Apenas había cruzado la meta de los 50 años y ya era el dueño del mundo editorial, o al menos uno de los poquísimos que entonces lo dominaban. Su nombre causaba escozor entre algunos sectores, pero sus libros eran mejor negocio que el pan recién salido del horno. Y lo más interesante es que así como era invisibilizado por una cierta minoría, aquellas multitudes que compraban sus libros se los leían, los anotaban y los volvían a leer y subrayar.

Lo cierto es que yo no lo había leído. Pero el hombre iba a estar de paso por México, sin agenda de prensa —ese engendro que inventaron las editoriales norteamericanas y que acabó en nuestros países con buena parte de la vitalidad del periodismo— y sin revuelo. Para entonces, es muy posible que de los 300 millones de ejemplares que hoy, conservadoramente, conforman sus libros vendidos, hubiese tenido en circulación poco más de la mitad, una cifra que de solo pensarla se antoja inalcanzable.

Entonces, si Paulo Coelho estaba en México, el cálculo frío es que sólo se podía haber hospedado en seis hoteles distintos y ubicarlo era laborioso pero posible. No fue necesario, por fortuna. A poco de preguntar con las personas adecuadas, apareció el teléfono del sitio donde estaba y el número de la habitación.

La primera sorpresa fue que respondió él mismo, en un magnífico castellano. No había mucho que charlar por ese medio, salvo solicitarle una entrevista que, aunque los medios no lo buscaran en masa, era probable que no quisiera dar. Y vino, entonces, la segunda sorpresa: “Si gusta, lo veo en una hora, en el restaurante que está cerca de la piscina”.

Salvo el camarero tras una barra de licores y vinos ciertamente nada desdeñable, en el sitio sólo se encontraban dos personas, muy lejanas entre sí. Una era cierta cantante de renombre por aquella época, también brasileña como el propio Coelho, y varias mesas más acá una aparición que debió salir no de la alberca sino directamente del mar carioca: no más de 30 años, de cuerpo dorado como dice la canción de Antônio Carlos Jobim, ojos azul turquesa, con un vestido casi transparente, vaporoso, de los que se sujetan abajo de los hombros y van ceñidos a la cintura con un listón. Un poquito desparramada en su silla, leía, descalza y abstraída del mundo, algunas revistas.

Apareció Coelho, a la hora acordada. Coincidimos en pedir algo ligero, café, agua mineral, para trabajar sin que se interrumpiera la entrevista.

El maldito o se aceptaba como rey de los libros o se había leído varios volúmenes sobre el lenguaje corporal y las microexpresiones faciales: era todo paz. No una paz celestial. Una paz de quien no debe nada y es feliz tan sólo con un pan tostado y mantequilla. Sonreía lo justo, sin buscar complicidades ni empatías. Respondió a todo, en orden, con cuidado y en varias ocasiones regresando a algún tema previo para ampliarlo o dejarlo más claro. Puse sobre la mesa, desde luego, la cifra enorme de ejemplares vendidos y los lectores correspondientes. “Yo escribo y los lectores se acercan a mis libros; no los busco. Si a usted le sorprende, a mí también”.

> _DATOS DISPONIBLES_:
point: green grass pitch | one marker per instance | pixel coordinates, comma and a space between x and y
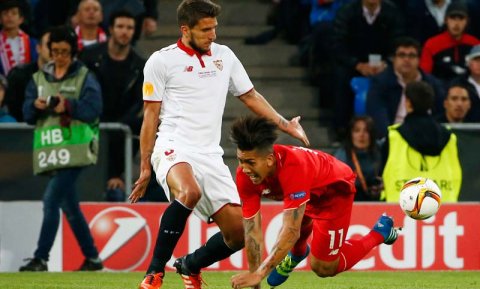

> _TAREAS_:
• A. Responde a estas preguntas según el texto:
(i) ¿En cuántos hoteles distintos se calculaba que podía hospedarse Paulo Coelho en México?
(ii) ¿En qué lugar propuso Coelho que se vieran?
(iii) ¿Qué bebidas se pidieron al empezar la entrevista?
• B. De acuerdo con el texto, ¿por qué se pidió algo ligero al comenzar la entrevista? Contesta en una a tres oraciones.
• C. Extrae del texto el fragmento comprendido entre "Salvo el camarero" y "interrumpiera la entrevista.", ambos incluidos.

> _RESPUESTAS_:
• A.
(i) En seis hoteles.
(ii) En el restaurante que está cerca de la piscina.
(iii) Café y agua mineral.

• B. Se pidió algo ligero, como café y agua mineral, para poder trabajar sin que se interrumpiera la entrevista.

• C.
Salvo el camarero tras una barra de licores y vinos ciertamente nada desdeñable, en el sitio sólo se encontraban dos personas, muy lejanas entre sí. Una era cierta cantante de renombre por aquella época, también brasileña como el propio Coelho, y varias mesas más acá una aparición que debió salir no de la alberca sino directamente del mar carioca: no más de 30 años, de cuerpo dorado como dice la canción de Antônio Carlos Jobim, ojos azul turquesa, con un vestido casi transparente, vaporoso, de los que se sujetan abajo de los hombros y van ceñidos a la cintura con un listón. Un poquito desparramada en su silla, leía, descalza y abstraída del mundo, algunas revistas.

Apareció Coelho, a la hora acordada. Coincidimos en pedir algo ligero, café, agua mineral, para trabajar sin que se interrumpiera la entrevista.